Goal 1 »
In the coin-tossing exercise, how often should the program print the value of S_n − n/2?
Goal 2 »
Update the part of the coin-tossing exercise that opens with the words containing "suppressWarnings(suppressMessages(library(tidyr)))" and closes with "1) > 0.5, 1, 0))", putting "n_bins" in place of "bin_size".

Text excerpt »
• • • • •

Grando 8 Discussion

Chapter 8.1 Exercise 3

Write a program to toss a coin 10,000 times. Let \({S}_{n}\) be the number of heads in the first n tosses. Have your program print out, after every 1000 tosses,\({S}_{n} - \frac{n}{2}\). On the basis of this simulation, is it correct to say that you can expect heads about half of the time when you toss a coin a large number of times?

Answer:

suppressWarnings(suppressMessages(library(dplyr)))
suppressWarnings(suppressMessages(library(tidyr)))
library(ggplot2)
# In this exercise, heads = 1
flip_coin <- function(flips, bin_size) {
    x = list()
    for (i in 1:bin_size) {
        x[i] <- sum(ifelse(runif(flips, 0, 1) > 0.5, 1, 0))

• • • • •

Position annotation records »
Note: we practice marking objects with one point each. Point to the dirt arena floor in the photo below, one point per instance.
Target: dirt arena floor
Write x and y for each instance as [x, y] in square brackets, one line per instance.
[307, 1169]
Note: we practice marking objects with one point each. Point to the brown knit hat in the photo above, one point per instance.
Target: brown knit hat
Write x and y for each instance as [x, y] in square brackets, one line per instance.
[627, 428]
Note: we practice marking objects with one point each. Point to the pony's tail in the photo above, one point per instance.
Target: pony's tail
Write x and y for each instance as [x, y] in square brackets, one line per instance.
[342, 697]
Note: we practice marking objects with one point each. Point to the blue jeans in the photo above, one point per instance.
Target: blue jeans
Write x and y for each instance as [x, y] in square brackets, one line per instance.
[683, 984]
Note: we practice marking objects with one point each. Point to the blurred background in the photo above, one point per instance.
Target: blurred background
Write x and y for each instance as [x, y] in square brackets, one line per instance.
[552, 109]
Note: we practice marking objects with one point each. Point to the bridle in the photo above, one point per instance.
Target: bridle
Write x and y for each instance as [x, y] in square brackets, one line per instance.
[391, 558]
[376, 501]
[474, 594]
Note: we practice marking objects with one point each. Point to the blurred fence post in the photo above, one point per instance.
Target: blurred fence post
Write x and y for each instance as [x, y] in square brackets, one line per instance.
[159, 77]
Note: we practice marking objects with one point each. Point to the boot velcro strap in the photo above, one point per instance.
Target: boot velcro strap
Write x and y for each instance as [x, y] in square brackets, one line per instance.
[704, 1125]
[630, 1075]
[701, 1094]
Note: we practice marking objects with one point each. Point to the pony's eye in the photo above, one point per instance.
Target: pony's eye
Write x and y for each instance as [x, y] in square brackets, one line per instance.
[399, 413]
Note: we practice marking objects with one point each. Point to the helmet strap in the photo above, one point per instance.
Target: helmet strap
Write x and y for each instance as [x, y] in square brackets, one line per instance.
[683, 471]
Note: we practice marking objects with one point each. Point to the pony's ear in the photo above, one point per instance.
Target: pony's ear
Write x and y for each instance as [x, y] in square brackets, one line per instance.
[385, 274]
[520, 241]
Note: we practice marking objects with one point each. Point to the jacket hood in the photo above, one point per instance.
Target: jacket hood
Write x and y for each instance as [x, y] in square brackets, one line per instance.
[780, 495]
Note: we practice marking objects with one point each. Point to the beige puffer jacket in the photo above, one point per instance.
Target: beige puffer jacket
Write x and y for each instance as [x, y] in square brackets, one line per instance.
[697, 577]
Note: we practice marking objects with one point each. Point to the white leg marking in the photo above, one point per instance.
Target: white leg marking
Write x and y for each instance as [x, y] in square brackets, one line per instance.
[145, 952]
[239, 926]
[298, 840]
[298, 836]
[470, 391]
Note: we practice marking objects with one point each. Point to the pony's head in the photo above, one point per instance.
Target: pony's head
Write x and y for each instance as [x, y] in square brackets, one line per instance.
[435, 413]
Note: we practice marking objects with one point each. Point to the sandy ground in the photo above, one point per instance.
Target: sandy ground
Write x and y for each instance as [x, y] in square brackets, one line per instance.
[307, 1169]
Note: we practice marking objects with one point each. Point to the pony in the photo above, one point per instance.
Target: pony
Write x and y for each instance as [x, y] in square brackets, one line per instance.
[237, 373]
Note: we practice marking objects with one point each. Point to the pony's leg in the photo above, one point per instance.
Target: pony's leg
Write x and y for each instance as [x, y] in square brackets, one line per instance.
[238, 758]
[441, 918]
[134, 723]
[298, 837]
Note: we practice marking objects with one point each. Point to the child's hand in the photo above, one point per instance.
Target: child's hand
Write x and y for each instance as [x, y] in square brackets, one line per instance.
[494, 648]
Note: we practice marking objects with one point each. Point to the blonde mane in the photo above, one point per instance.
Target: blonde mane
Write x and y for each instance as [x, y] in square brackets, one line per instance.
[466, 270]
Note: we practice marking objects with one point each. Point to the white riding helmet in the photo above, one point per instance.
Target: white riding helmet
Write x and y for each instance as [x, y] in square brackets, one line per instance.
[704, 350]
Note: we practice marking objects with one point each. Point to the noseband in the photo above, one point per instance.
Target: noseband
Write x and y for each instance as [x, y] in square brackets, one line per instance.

• • • • •

Problem solution 1 »
After every 1000 tosses.

Problem solution 2 »
suppressWarnings(suppressMessages(library(tidyr)))
library(ggplot2)
# In this exercise, heads = 1
flip_coin <- function(flips, n_bins) {
    x = list()
    for (i in 1:n_bins) {
        x[i] <- sum(ifelse(runif(flips, 0, 1) > 0.5, 1, 0))